[Extracted data]
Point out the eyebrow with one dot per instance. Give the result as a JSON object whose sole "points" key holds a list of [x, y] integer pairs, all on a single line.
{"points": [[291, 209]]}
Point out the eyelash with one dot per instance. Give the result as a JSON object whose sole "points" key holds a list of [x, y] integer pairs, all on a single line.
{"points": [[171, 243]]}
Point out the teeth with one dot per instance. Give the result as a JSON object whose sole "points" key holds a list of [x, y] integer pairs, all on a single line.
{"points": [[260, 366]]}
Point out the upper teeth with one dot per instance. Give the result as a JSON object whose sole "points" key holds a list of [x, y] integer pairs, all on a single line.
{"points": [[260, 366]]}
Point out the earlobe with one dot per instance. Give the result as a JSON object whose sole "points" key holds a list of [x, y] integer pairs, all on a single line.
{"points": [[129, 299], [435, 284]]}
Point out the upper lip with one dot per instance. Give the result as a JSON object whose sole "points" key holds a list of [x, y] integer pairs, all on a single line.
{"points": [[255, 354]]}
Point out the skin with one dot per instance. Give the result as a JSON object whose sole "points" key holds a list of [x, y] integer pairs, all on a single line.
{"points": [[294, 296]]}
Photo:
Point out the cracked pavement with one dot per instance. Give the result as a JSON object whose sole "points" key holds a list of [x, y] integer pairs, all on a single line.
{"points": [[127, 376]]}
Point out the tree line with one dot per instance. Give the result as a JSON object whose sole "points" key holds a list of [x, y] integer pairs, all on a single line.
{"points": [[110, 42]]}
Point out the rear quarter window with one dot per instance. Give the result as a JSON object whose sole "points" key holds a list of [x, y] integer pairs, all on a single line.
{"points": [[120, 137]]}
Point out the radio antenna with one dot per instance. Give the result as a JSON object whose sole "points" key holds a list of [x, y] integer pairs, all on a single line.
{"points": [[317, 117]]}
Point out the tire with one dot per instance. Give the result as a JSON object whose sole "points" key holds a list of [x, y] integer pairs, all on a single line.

--- DIRECTIONS FOR THIS TASK ---
Render everything from the line containing "Point out the rear" down to the end of the data as a Markdown table with the columns Row and Line, numbering each row and skipping any blank lines.

--- ANSWER TO THIS TASK ---
| Row | Line |
|---|---|
| 1 | Point out the rear quarter window with one dot per instance. Give the result as a JSON object whose sole "points" key holds a list of [x, y] integer pairs, all on a single line. |
| 2 | {"points": [[120, 137]]} |
| 3 | Point out the radio antenna with one dot per instance. Give the result as a JSON object whose sole "points" key holds a list of [x, y] integer pairs, all on a single line. |
| 4 | {"points": [[317, 117]]} |
| 5 | Point out the tire with one dot per instance. Give the result as a JSON object whose sole "points" key holds a list of [x, y] integer pairs, all on a single line. |